[Exercise brief]
Extract every line in the records below that contains the word "query", matching case exactly.

[Entries provided]
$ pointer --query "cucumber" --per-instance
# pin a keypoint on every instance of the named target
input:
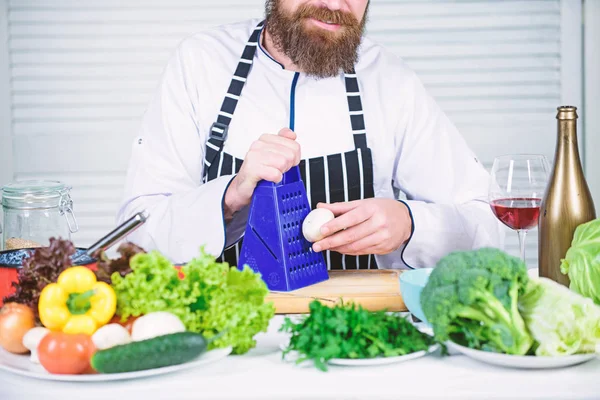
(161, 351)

--

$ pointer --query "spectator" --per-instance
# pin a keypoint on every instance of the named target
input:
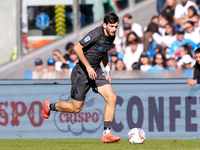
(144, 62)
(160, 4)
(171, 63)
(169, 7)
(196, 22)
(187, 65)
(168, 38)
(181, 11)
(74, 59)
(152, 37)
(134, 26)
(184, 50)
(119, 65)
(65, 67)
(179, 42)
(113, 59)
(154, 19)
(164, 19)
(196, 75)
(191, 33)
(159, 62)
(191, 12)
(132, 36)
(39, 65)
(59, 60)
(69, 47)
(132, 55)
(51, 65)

[Solution to this task]
$ pointer --query "cucumber" --per-instance
$ pointer --query "spectator" --per-instance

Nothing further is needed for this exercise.